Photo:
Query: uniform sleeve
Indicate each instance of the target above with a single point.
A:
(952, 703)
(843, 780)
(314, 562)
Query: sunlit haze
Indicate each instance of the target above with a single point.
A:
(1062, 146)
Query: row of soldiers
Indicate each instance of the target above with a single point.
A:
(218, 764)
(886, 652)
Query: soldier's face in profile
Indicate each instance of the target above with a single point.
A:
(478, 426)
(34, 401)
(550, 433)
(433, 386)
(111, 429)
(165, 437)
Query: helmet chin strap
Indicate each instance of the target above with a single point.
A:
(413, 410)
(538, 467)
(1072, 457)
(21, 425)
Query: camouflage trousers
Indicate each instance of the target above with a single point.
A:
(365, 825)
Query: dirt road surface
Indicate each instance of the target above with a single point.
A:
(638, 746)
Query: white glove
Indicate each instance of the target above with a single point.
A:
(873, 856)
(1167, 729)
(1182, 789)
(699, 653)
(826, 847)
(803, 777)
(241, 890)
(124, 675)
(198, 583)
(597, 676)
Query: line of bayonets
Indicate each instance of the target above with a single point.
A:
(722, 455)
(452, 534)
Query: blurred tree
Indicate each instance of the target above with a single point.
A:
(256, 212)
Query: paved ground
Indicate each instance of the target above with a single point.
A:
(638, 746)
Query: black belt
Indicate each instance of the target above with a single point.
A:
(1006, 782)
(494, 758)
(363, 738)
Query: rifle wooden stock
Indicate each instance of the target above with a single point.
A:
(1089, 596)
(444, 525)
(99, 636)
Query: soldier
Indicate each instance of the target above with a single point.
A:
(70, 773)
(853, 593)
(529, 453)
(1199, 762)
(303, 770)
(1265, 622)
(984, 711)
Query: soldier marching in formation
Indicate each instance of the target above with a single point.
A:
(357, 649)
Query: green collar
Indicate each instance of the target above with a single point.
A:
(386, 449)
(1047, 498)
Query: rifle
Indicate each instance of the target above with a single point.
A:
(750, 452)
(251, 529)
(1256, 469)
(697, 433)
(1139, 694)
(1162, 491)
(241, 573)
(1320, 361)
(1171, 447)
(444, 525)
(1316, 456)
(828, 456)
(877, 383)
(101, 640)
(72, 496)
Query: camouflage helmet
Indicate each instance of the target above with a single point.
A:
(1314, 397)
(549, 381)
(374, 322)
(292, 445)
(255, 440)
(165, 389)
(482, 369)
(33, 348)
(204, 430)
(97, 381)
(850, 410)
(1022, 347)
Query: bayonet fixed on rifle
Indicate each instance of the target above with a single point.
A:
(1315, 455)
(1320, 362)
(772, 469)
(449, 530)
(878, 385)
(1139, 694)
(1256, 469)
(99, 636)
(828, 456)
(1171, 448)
+---+
> _Enunciado_
¿Puedes reescribir todas las entradas cambiando "Indicate" por "Mark" y dejando todo lo demás igual?

> _Solución desarrollada_
Photo:
Query: uniform sleeve
Mark each instance of the target above with a single point.
A:
(952, 703)
(843, 780)
(314, 562)
Query: sunlit haze
Mark each instance of the target above with a single point.
A:
(1062, 146)
Query: row of soldiers
Mark each instance of the target above with a single point.
A:
(218, 764)
(886, 652)
Query: soldier's face in profile
Mark each instance of the target above with a single point.
A:
(478, 426)
(34, 401)
(550, 433)
(433, 386)
(111, 429)
(165, 437)
Query: helmet chin strap
Mark each instance of the target above with a single point.
A:
(413, 410)
(538, 467)
(1072, 457)
(21, 425)
Query: camouflage trousers
Mark each instance of the target above with a single point.
A:
(365, 825)
Query: dirt road surface
Mark each instance of the target above with a single point.
A:
(638, 746)
Query: white glove
Mark each instance of the target above with a single point.
A:
(873, 856)
(1167, 729)
(1182, 789)
(699, 653)
(826, 847)
(803, 777)
(241, 890)
(124, 675)
(198, 583)
(597, 676)
Query: line of bayonets
Mark each instance of the target above with a single point.
A:
(722, 455)
(452, 534)
Query: blurred tree
Mark each instance of the target above with a single point.
A:
(256, 212)
Query: paved ground
Mark each instance of the target above with a single point.
A:
(638, 746)
Query: black belt
Mark each instance of the target above with a single point.
A:
(1006, 782)
(494, 758)
(363, 738)
Query: rifle wooden stock
Mark each instance of the target above with a single point.
A:
(1089, 596)
(444, 525)
(99, 636)
Query: soldier
Mark each instance of the target above with a single point.
A:
(70, 773)
(853, 593)
(529, 453)
(1199, 762)
(303, 770)
(1265, 622)
(984, 711)
Query: soldier marching in formation
Mark each instance of the target above with a single point.
A:
(357, 649)
Query: green collar
Mark each instance of the target above with a single point.
A:
(386, 449)
(1047, 498)
Query: rifle
Mark each instance of the target above with a single point.
A:
(750, 452)
(251, 529)
(1256, 469)
(697, 433)
(1139, 694)
(1162, 491)
(241, 573)
(1320, 361)
(1171, 447)
(444, 525)
(1316, 456)
(828, 456)
(877, 383)
(101, 640)
(72, 496)
Query: camouflage helmet
Mark each instance of the target above with a single point.
A:
(1314, 397)
(549, 381)
(374, 322)
(292, 445)
(255, 440)
(165, 389)
(482, 369)
(33, 348)
(204, 430)
(97, 381)
(850, 410)
(1022, 347)
Query: bayonet fixed on rifle
Mark each instance of the target above with a single point.
A:
(1315, 455)
(1320, 362)
(772, 469)
(449, 530)
(878, 385)
(1139, 694)
(1256, 469)
(99, 636)
(828, 456)
(1171, 448)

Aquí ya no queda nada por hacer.